Page extract
Would you spend $40 a pound for a killer cup of Jamaica Blue Mountain Coffee?

Would you spend $40 a pound for a killer cup of Jamaica Blue Mountain Coffee?

I asked myself that question when Chadwick Conte of C&C Specialty Coffee asked me if I wanted to do a taste test/review of his Jamaica Blue Mountain coffee, apparently one of the most expensive coffees in the world.  Being a coffee fiend, and overall foodie, I said sure.  We don’t normally do “reviews” on the blog, but we do write about things we like outside of politics, and I thought it might be fun to explore the word of super-duper gourmet coffee.  So here goes.

In a nutshell. I liked it. I’ll be buying some as gourmet Christmas gifts. But I’m not sure I can afford the price tag for my daily drinking.

Now, a bit more detail.

I googled Jamaican Blue Mountain coffee, and apparently it is a big deal.  And an expensive big deal.  $40 a pound is not cheap, and while they have it cheaper at Costco, it sounded to me like Costco’s might be a blend of beans and not pure Jamaican Blue Mountain (curious if anyone has the deets on that).

So Chadwick sent me the medium roast and the dark roast to try, and he advised me, and I also found the same noted online, that this coffee is lighter, and has less caffeine, than regular coffee.  And he was right.  And that’s what makes this a great afternoon coffee, for me at least, but not a great morning coffee.

I need a caffeine punch in the gut in the morning, and this stuff isn’t it.  But for the afternoon, when I feel like a big cup of  Joe, but don’t want to be bouncing off the walls any more than I usually am, the Jamaican Blue Mountain was great.  The caffeine was subtle, gave me a little buzz, but nothing like my favorite dark roast from Paris, Carte Noire (oddly, made by Kraft, but not sold in the US), which you get in 8 oz bags and isn’t terribly cheap (Paris isn’t cheap), or my second-runner up, Peet’s Major Dickason’s Blend, which goes for around $8 for 12 oz, which is 3/4 of a pound.

So, over the past several weeks, I’ve been giving the Jamaican Blue Mountain a spin.  The first day, I made the mistake of making it for breakfast.  Oh the headache that afternoon when my body realized it hadn’t gotten its daily dose of caffeine!  But for some people, the low caffeine content is a plus, not a negative.

Chadwick sends beans, he insists they preserve the flavor better, and I have a Siemens grinder I think I’ve had for 20 years, it’s a workhorse.  So I ground my own beans, which is always great for scaring the dog and filling the air with a wonderful aroma.  Some folks online recommended that you grind it especially fine, so I did.

Before.

After.

For brewing my morning coffee, I like to use an old Italian cafetiere that my mom might have gotten in Italy decades ago.  The thing is as much a workhorse as my grinder.  I piled it extra high, as folks online had suggested, and set it atop my stove.

Pretty soon, I had coffee brewing up.

Provided material
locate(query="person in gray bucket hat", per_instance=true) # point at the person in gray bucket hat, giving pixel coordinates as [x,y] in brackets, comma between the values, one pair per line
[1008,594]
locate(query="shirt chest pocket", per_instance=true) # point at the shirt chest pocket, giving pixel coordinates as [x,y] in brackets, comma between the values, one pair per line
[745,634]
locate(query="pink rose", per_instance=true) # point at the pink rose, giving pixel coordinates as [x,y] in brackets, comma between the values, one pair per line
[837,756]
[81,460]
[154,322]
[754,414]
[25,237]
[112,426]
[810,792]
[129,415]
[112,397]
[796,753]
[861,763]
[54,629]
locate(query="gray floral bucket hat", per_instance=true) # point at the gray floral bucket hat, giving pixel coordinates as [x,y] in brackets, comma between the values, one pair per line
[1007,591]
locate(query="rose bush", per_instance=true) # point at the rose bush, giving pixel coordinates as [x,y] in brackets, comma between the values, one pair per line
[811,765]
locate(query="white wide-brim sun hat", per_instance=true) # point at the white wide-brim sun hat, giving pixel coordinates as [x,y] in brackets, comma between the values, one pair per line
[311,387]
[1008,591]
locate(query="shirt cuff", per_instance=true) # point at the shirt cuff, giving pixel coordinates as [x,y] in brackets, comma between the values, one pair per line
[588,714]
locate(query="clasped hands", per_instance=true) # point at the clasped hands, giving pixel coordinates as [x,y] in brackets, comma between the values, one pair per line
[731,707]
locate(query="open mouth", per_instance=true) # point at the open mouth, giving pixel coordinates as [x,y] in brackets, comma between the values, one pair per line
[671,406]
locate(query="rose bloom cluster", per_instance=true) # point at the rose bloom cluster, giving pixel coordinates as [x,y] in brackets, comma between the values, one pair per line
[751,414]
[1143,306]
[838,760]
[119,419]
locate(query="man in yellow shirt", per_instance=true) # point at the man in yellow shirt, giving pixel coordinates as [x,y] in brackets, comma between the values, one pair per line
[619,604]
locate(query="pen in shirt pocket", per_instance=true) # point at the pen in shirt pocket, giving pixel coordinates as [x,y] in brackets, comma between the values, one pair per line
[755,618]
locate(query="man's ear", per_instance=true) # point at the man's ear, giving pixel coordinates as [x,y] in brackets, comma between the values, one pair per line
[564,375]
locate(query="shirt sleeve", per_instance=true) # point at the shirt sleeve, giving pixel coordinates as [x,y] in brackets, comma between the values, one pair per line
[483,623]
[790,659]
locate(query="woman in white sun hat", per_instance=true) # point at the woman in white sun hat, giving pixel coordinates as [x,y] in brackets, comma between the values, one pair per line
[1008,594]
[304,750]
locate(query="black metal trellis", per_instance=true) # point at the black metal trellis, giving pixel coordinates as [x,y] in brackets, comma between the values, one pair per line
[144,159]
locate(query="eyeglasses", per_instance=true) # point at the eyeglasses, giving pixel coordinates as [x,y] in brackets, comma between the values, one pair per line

Problems to work on
- A) Set down the passage from the coffee review from "I googled Jamaican" to "great morning coffee.", copying it word for word.
- B) Name every coffee the coffee review mentions by name.
- C) Please rewrite the paragraph of the coffee review beginning "I need a caffeine punch" as a short bulleted list that keeps its main facts.
The records have no connection to the coffee review.

Answers to the exercise
- A)
I googled Jamaican Blue Mountain coffee, and apparently it is a big deal.  And an expensive big deal.  $40 a pound is not cheap, and while they have it cheaper at Costco, it sounded to me like Costco’s might be a blend of beans and not pure Jamaican Blue Mountain (curious if anyone has the deets on that).

So Chadwick sent me the medium roast and the dark roast to try, and he advised me, and I also found the same noted online, that this coffee is lighter, and has less caffeine, than regular coffee.  And he was right.  And that’s what makes this a great afternoon coffee, for me at least, but not a great morning coffee.

- B)
- Jamaica Blue Mountain
- Carte Noire
- Peet's Major Dickason's Blend

- C)
- The writer needs a strong dose of caffeine in the morning, and Jamaican Blue Mountain doesn't provide it.
- It was great in the afternoon, when the writer wanted a big cup without getting overly wired.
- Its caffeine was subtle and gave only a slight buzz.
- It was much milder than the writer's favorite dark roast, Carte Noire from Paris. Carte Noire is made by Kraft, isn't sold in the US, and comes in fairly pricey 8 oz bags.
- It was also milder than the runner-up, Peet's Major Dickason's Blend, which costs about $8 for 12 oz (3/4 of a pound).